PROBLEM TO WORK ON: Filtering the records below, copy only those lines that include the word "woman".

########################################

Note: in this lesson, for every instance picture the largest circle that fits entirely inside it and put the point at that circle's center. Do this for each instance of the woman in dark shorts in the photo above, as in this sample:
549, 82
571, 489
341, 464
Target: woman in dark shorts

########################################

ANSWER:
Note: in this lesson, for every instance picture the largest circle that fits entirely inside it and put the point at that circle's center. Do this for each instance of the woman in dark shorts in the photo above, as in this sample:
Target: woman in dark shorts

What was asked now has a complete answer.